* _Exercise goal_:
Write out the material exactly, with the pictures left out.

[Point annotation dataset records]
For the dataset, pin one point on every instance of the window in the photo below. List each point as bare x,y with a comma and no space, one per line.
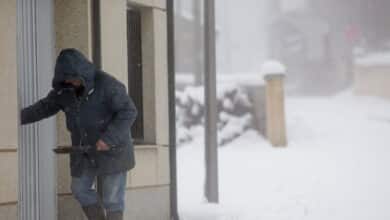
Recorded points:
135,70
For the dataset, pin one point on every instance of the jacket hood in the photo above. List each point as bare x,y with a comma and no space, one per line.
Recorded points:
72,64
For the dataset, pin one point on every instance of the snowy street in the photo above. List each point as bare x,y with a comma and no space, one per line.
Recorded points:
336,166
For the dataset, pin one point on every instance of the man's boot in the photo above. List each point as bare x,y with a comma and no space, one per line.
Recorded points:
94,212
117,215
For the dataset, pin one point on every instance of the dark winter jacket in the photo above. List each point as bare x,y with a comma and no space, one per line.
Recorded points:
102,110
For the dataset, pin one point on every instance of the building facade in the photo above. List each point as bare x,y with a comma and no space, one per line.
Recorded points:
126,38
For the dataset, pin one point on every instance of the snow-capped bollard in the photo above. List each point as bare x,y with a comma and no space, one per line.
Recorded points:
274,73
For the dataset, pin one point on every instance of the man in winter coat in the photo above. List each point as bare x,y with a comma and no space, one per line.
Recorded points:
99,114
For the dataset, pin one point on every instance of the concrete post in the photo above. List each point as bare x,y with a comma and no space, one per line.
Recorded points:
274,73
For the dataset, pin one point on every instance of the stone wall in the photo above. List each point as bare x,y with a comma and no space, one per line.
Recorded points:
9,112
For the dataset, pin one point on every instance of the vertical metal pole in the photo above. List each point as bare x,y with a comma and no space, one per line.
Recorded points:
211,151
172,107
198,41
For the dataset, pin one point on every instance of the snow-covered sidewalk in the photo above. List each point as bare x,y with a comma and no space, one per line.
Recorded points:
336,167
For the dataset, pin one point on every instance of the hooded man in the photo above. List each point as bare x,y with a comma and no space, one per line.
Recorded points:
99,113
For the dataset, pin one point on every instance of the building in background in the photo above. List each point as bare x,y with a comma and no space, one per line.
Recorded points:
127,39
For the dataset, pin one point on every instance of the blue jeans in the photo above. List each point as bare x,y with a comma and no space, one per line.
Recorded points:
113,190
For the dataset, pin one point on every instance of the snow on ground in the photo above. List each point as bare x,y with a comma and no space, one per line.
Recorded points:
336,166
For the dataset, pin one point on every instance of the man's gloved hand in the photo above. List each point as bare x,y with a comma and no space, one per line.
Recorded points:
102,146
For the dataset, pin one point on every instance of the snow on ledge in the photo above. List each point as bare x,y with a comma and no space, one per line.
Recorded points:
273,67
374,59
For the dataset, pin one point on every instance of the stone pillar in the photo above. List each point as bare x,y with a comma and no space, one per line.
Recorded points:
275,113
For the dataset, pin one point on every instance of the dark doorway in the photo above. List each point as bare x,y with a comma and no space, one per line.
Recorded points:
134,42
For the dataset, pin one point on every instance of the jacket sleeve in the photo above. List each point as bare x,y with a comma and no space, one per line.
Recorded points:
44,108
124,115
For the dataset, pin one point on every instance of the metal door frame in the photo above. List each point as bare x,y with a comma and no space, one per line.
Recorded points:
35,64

* _Written answer_:
For the dataset, pin one point on every instance of the window in the photo below. List each point as bare x,y with a comma and no space, one per line.
Recorded points:
135,70
For the dataset, pin one point on every instance of the jacket hood in the photo above. List each point as bare x,y with a comma and no space, one per line.
Recorded points:
72,64
For the dataset, pin one point on every instance of the snowy street in the photo above. List each point as bare x,y with a comma and no space, one per line.
Recorded points:
336,166
For the dataset, pin one point on every instance of the man's boot in the photo above. List each point as bare x,y with a comma and no space, one per line.
Recorded points:
94,212
117,215
For the dataset, pin one point on every instance of the dark winter jacket in the photo above. List each point as bare x,y with a comma and no space, one per line.
Recorded points:
102,110
For the dataset, pin one point on every instance of the building facade in the photo above. List each point as bare x,y with a comma and no space, one per line.
Recorded points:
126,38
For the dataset, pin one point on every instance of the snow-capped bollard in the photo above. List each point as bare x,y with a comma and no space, one per line.
Recorded points:
274,73
For the dataset, pin one point on every instance of the man in winter coat in the photo above. List each point as bare x,y with a comma and no space, one per line.
Recorded points:
99,114
For the dataset, pin one point on every instance of the concrete post in the photo above. List each point as bare x,y with a comma and no space, one per line.
Recorded points:
274,73
For the dataset, pin one point on every instance of the stone wall in the photo above. List each point as bare x,y with a comma and no space, one per line.
Recorded points:
9,112
For the dataset, pin one point on every instance of the vertical metal pole in the photo above. List each point as bare x,y with a comma and no space, one per line.
Recorded points:
211,151
172,107
198,41
For the dataset, pin one point on every instance of the snow-covered sidewalk in the photo above. List each point as bare x,y with a comma and no space, one per line.
Recorded points:
336,167
For the dataset, pin one point on every instance of the hooded man in the photo above. List each point as bare x,y with a comma and no space, one per line.
Recorded points:
99,113
For the dataset, pin one point on every instance of the building in background in the photo above. List each point as bare x,y with a comma and no space, one per line.
Recorded points:
127,39
For the dataset, pin one point on every instance of the blue jeans in the photo above. List each point as bare x,y with a comma and no space, one per line.
Recorded points:
113,190
For the dataset, pin one point on every instance of the snow on ground in the photo above. List each point as bare x,y with a comma and no space, one per line.
Recorded points:
336,166
For the dataset, pin one point on every instance of the man's gloved hand in the photo above. List each point as bare x,y with a comma and no space, one per line.
Recorded points:
102,146
For the dataset, pin one point on every instance of the snow on ledge in the photo above. List each point as bare x,y with a comma and no space, one per line.
Recorded points:
273,67
374,59
For the dataset, pin one point on every instance of the stone pillar in the photo above. List each point as bare x,y with a comma and no space, one per line.
Recorded points:
275,113
For the dataset, pin one point on every instance of the dark doorway in the photo above. List each point as bare x,y with a comma and no space, one per line.
Recorded points:
134,42
For the dataset, pin one point on every instance of the jacket sleeve in the photo above. List each point as bare x,y with a comma and no space, one per line.
Recorded points:
44,108
124,115
For the dataset, pin one point on every instance of the metal door frame in the photo above. List each point as bare x,y with a comma and no space, one per line.
Recorded points:
35,64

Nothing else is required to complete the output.